---------- Excerpted passage

# just bought an R22-200



## dodge boy (Mar 31, 2006)

I normally don't do this but I bought a receiver off ebay yesterday, it was listed by someone that linked tothe "DBStalk first look" on it, so they must know what they are doing. Is $103.00 a good price (including shipping) for an OWNED R22-200?


----------



## Michael D'Angelo (Oct 21, 2006)

Are you sure it is really a owned unit? Have you activated it yet?

They may have just link our first look to show what the unit is.


----------



## Draconis (Mar 16, 2007)

Thats a lease upgrade fee, the price to own it is significantly higher.

Also, make sure it was NOT pre-owned. If it is leased on the previous account they will not allow you to activate it on yours.


----------



## carl6 (Nov 16, 2005)

If it is a new unit, and you got it at a "buy it now" price from an actual dealer, you will be leasing the unit.

If it is a used unit, and the seller actually owned it, you will almost certainly have to buy a new access card for it from DirecTV before you can activate it.

It it is a used unit, and the seller was leasing it, you won't be able to activate it at all. The only way to be safe is to get the RID on the unit and check with DirecTV.


----------



## dodge boy (Mar 31, 2006)

Michael D'Angelo;2017417 said:


> Are you sure it is really a owned unit? Have you activated it yet?
> 
> They may have just link our first look to show what the unit is.


The owner gave me the RID, I called D* and checked it out before I submitted a bid...


----------



## Michael D'Angelo (Oct 21, 2006)

dodge boy said:


> The owner gave me the RID, I called D* and checked it out before I submitted a bid...


cool..than you got a very good deal IMO since the leased price is $99 and the owned price is much more than that.


----------



## LOCODUDE (Aug 8, 2007)

That's an awesome deal........ Lucky you....


----------



## Justin23 (Jan 11, 2008)

And D* confirmed it was an owned unit?

J


----------



## dodge boy (Mar 31, 2006)

--------------------
---------- Dataset records

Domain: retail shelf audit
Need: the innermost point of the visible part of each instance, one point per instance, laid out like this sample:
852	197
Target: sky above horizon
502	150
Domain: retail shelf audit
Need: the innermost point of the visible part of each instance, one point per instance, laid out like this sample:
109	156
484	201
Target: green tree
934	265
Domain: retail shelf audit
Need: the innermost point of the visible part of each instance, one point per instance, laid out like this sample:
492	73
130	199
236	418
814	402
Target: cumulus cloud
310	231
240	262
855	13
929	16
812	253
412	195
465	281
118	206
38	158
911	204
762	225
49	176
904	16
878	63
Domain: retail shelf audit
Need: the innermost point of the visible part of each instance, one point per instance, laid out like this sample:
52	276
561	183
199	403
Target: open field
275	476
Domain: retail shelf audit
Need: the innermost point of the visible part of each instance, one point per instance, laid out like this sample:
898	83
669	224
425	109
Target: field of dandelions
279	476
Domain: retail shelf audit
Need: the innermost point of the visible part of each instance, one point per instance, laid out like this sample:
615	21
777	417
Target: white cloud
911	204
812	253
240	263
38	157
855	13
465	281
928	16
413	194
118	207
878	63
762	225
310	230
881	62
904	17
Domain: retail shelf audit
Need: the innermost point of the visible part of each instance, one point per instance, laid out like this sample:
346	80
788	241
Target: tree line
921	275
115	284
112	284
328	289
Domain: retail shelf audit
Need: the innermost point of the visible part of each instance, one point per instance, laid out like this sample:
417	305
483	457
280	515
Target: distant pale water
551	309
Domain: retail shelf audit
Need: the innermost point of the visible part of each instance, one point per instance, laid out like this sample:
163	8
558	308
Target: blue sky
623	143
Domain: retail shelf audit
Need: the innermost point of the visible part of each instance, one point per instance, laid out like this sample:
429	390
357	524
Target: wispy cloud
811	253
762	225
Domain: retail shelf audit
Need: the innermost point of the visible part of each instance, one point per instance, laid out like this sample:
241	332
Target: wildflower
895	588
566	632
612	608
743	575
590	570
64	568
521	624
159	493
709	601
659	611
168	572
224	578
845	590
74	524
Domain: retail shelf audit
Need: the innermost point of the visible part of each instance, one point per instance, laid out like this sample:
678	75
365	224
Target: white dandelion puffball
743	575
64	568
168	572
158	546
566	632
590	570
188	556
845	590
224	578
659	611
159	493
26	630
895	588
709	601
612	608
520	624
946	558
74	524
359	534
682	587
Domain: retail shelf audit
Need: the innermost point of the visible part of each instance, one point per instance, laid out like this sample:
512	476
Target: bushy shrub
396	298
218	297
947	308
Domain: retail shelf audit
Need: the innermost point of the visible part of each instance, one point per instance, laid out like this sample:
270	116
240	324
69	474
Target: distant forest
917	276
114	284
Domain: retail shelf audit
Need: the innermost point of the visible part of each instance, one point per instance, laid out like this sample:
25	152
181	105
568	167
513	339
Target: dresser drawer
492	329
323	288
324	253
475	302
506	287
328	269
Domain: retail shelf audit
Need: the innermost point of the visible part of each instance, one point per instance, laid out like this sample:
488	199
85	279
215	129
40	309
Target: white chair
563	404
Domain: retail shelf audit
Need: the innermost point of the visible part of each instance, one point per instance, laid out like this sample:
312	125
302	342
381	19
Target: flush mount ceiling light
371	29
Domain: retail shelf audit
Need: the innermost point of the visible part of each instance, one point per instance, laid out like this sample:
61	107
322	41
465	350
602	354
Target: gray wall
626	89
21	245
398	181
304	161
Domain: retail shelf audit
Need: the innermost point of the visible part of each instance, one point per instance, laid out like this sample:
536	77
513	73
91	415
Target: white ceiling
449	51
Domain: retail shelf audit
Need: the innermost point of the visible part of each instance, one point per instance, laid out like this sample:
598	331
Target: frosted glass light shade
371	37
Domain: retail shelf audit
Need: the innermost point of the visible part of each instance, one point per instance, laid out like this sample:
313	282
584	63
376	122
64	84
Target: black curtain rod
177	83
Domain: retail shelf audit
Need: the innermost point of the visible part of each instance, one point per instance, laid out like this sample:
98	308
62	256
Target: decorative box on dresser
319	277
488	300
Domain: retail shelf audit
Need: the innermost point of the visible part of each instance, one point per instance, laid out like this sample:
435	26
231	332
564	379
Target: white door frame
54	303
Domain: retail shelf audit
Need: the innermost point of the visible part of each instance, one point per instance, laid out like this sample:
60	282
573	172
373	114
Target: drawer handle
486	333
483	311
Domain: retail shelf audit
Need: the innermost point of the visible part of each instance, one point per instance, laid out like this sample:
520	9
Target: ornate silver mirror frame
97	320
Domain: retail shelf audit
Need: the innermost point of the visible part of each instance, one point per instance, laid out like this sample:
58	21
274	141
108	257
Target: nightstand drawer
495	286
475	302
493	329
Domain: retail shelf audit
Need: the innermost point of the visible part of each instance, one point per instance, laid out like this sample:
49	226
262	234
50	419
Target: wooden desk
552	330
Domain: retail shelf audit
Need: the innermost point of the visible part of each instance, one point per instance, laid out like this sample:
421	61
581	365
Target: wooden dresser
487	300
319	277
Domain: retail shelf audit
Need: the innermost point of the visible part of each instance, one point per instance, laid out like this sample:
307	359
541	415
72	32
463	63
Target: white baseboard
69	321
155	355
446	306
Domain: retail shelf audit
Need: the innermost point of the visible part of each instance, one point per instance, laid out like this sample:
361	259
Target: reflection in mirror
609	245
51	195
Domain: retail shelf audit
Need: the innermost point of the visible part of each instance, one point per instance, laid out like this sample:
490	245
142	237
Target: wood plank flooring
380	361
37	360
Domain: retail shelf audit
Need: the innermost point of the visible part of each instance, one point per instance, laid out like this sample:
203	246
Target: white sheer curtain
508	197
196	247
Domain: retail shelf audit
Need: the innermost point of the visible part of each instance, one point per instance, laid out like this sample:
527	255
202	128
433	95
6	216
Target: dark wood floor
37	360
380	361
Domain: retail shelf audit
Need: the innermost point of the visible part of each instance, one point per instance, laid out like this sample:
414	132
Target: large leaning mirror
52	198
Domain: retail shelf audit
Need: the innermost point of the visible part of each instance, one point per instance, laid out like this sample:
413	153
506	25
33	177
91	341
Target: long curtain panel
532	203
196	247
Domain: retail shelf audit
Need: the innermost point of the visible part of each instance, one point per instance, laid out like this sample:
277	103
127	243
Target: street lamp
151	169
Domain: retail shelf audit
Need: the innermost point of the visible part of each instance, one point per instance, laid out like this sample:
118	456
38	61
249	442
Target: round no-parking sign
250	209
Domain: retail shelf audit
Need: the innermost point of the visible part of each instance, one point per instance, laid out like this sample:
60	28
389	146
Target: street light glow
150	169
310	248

--------------------

▶ Required task 1: According to the R22-200 thread, how much did dodge boy pay for the receiver, including shipping?
▶ Required task 2: Copy the part of the R22-200 thread between "Thats a lease" and "leasing the unit.", inclusive.
▶ Required task 3: Proceed with the forum thread about the R22-200 receiver from the point where it stops.
The listing comes from a separate source and is unrelated to the R22-200 thread.

▶ Task result 1: $103.00

▶ Task result 2:
Thats a lease upgrade fee, the price to own it is significantly higher.

Also, make sure it was NOT pre-owned. If it is leased on the previous account they will not allow you to activate it on yours.


----------



## carl6 (Nov 16, 2005)

If it is a new unit, and you got it at a "buy it now" price from an actual dealer, you will be leasing the unit.

▶ Task result 3:
Justin23 said:


> And D* confirmed it was an owned unit?
> 
> J


Yes they did


----------



## ThomasM (Jul 20, 2007)

dodge boy said:


> Yes they did


The DirecTV computer is probably screwed up as usual. Why would someone who OWNED an R22-200 sell it for only $100? The only way someone owns an R22-200 legitimately is to have paid a HUGE amount for it originally or got it as a beta tester for free (like me).

I wouldn't even sell MY clunker for a hundred bucks.


----------



## dodge boy (Mar 31, 2006)

I got my first one as a BETA, got my 2nd one when one of my R15s died, and now I have this one (all 3 owned) I have an HR22 unit and if/when my other R15s dies if I get another R22 to replace it I will have soo many tuners, and so many hours, and if they open up these units to HD, all I can say is, "Bring on MRV"!!!


----------



## xmguy (Mar 27, 2008)

ThomasM said:


> The DirecTV computer is probably screwed up as usual. Why would someone who OWNED an R22-200 sell it for only $100? The only way someone owns an R22-200 legitimately is to have paid a HUGE amount for it originally or got it as a beta tester for free (like me).
> 
> I wouldn't even sell MY clunker for a hundred bucks.


Ditto. As a fellow field tester to the R22-200. I wouldn't sell mine at all. I just bought an R22-100 from Best Buy for my mom. She loves it.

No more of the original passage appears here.